* **The problem**: Can you retype every one of the records below word for word, line by line, without changing anything?

[start Provided material]

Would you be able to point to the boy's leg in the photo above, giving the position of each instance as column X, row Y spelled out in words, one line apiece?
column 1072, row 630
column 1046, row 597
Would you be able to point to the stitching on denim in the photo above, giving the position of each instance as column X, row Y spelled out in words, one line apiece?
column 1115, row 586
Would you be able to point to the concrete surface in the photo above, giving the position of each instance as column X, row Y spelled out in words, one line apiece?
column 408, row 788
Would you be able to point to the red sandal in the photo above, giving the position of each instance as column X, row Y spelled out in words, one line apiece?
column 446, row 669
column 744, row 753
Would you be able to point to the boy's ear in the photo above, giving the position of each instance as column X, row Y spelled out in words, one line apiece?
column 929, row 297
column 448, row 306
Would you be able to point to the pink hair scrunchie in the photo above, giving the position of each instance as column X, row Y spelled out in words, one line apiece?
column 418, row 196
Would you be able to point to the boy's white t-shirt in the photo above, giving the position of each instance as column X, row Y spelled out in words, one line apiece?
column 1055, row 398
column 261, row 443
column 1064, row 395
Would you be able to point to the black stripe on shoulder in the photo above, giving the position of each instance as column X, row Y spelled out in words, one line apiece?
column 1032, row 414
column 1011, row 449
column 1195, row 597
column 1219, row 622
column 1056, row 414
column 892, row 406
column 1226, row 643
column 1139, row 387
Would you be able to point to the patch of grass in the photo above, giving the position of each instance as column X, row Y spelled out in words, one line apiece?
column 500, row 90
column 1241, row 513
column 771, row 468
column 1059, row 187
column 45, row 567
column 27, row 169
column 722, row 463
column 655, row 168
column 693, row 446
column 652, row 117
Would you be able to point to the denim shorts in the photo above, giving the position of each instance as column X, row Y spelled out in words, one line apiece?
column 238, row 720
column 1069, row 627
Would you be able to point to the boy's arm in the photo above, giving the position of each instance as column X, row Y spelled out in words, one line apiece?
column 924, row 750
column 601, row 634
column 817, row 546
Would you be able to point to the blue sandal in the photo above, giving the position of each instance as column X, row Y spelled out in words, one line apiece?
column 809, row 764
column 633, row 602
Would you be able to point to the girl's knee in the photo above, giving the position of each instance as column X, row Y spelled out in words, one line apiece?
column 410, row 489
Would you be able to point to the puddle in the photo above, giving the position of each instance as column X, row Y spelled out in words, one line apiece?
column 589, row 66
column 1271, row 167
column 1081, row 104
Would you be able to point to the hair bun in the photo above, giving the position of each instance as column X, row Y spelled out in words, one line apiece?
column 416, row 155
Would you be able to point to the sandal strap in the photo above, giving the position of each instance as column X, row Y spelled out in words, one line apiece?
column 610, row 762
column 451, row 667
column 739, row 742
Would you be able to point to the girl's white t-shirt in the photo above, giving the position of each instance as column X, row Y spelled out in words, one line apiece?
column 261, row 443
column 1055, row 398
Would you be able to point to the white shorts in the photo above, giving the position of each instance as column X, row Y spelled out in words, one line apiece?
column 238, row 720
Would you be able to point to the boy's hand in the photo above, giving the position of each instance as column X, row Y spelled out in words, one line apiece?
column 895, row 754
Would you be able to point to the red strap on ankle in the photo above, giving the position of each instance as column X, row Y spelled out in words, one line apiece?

[end Provided material]

* **In response**:
Would you be able to point to the boy's leg in the photo above, giving the position of each instance as column X, row Y spelled out in words, one line apiece?
column 1072, row 630
column 1046, row 597
Would you be able to point to the stitching on denim in the photo above, giving the position of each instance as column X, row Y spelled out in words, one line apiece?
column 1115, row 586
Would you be able to point to the concrete surface in the photo above, giving the position of each instance as column X, row Y spelled out in words, one line apiece?
column 408, row 788
Would you be able to point to the red sandal in the photo above, giving the position of each instance as column X, row Y spelled out in words, one line apiece?
column 446, row 669
column 744, row 753
Would you be able to point to the boy's ear in the photo above, giving the position of each instance as column X, row Y spelled out in words, one line apiece?
column 929, row 297
column 448, row 306
Would you be able to point to the pink hair scrunchie in the photo above, giving the position of each instance as column X, row Y spelled out in words, one line apiece?
column 418, row 196
Would you be able to point to the boy's white t-shirt in the photo above, giving the position of each instance as column X, row Y spelled out in words, one line apiece?
column 1055, row 398
column 261, row 443
column 1064, row 395
Would you be able to point to the black stripe on shoulder in the photo above, giving the position of each instance as column X, row Y spelled out in words, one line apiece?
column 1032, row 414
column 1011, row 449
column 1195, row 597
column 1219, row 622
column 1056, row 414
column 892, row 406
column 1226, row 643
column 1139, row 387
Would you be able to point to the patch of grass in the photo above, giving the position of each instance as column X, row Y spelled out in words, one line apiece?
column 500, row 90
column 1241, row 513
column 771, row 468
column 1059, row 187
column 45, row 567
column 27, row 169
column 722, row 463
column 655, row 168
column 693, row 446
column 652, row 117
Would you be able to point to the denim shorts in the photo above, giving the position of each instance as column X, row Y spelled out in words, one line apiece?
column 238, row 720
column 1069, row 627
Would you be able to point to the boy's arm in the photo above, giving the position of each instance as column X, row Y spelled out in words, one line apiece?
column 924, row 750
column 601, row 634
column 817, row 546
Would you be able to point to the blue sandal in the photo above, giving the position of each instance as column X, row Y spelled out in words, one line apiece?
column 809, row 764
column 633, row 602
Would you be able to point to the girl's knee in the photo above, giving the position of each instance as column X, row Y spelled out in words, one line apiece?
column 410, row 489
Would you be able to point to the puddle in the photo above, giving the position of each instance as column X, row Y spelled out in words, one line apiece?
column 589, row 66
column 1271, row 167
column 1081, row 104
Would you be able to point to the hair bun in the photo above, giving the position of each instance as column X, row Y spelled out in words, one line apiece?
column 416, row 155
Would you be able to point to the sandal strap in the photo above, giving the position of each instance as column X, row Y spelled out in words, one line apiece?
column 610, row 762
column 451, row 667
column 739, row 742
Would you be able to point to the girl's white t-shirt in the photo above, giving the position of each instance as column X, row Y spelled out in words, one line apiece?
column 261, row 443
column 1055, row 398
Would you be able to point to the white shorts in the photo above, giving the position of each instance as column X, row Y spelled out in words, one line apiece?
column 238, row 720
Would you be able to point to the boy's hand in the photo above, giving the position of each instance as column X, row Y spelled out in words, one line apiece?
column 895, row 754
Would you be able to point to the red strap on ankle in the photo above, giving the position of each instance as column X, row Y spelled out in words, one line apiece?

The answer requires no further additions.